* [ACTION ITEM]:
What you give back must match the records below word for word.

*** Opening of MATERIAL PROVIDED ***

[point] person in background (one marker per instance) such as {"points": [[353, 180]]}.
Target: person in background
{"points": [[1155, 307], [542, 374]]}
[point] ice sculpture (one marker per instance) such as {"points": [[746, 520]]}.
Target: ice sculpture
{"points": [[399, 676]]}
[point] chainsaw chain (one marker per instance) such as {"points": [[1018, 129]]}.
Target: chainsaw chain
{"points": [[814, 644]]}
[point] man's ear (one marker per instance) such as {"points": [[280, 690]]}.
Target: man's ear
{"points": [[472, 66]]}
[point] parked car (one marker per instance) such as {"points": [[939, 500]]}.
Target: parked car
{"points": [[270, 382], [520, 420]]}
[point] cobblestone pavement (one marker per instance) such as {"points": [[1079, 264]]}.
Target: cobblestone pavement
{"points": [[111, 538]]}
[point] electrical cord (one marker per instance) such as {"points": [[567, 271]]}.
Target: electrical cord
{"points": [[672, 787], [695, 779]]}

*** Close of MATERIAL PROVIDED ***

* [ANSWER FOR THIS EXERCISE]:
[point] person in background (one marker per instance) such as {"points": [[353, 180]]}.
Target: person in background
{"points": [[1155, 307], [542, 374]]}
[point] ice sculpture (one marker per instance) such as {"points": [[746, 520]]}.
Target: ice sculpture
{"points": [[399, 676]]}
[point] chainsaw chain (one marker per instance) such as {"points": [[1018, 129]]}.
Target: chainsaw chain
{"points": [[814, 644]]}
[point] man's ear (one marker per instance) such as {"points": [[280, 690]]}.
Target: man's ear
{"points": [[472, 66]]}
[point] parked car (one marker per instance) such as {"points": [[939, 500]]}.
Target: parked car
{"points": [[270, 382], [520, 420]]}
[point] cobblestone pavement (one marker per instance) such as {"points": [[1079, 264]]}.
Target: cobblestone pavement
{"points": [[111, 538]]}
[point] electrical cord (one marker per instance) such as {"points": [[567, 271]]}.
Target: electrical cord
{"points": [[672, 787], [695, 779]]}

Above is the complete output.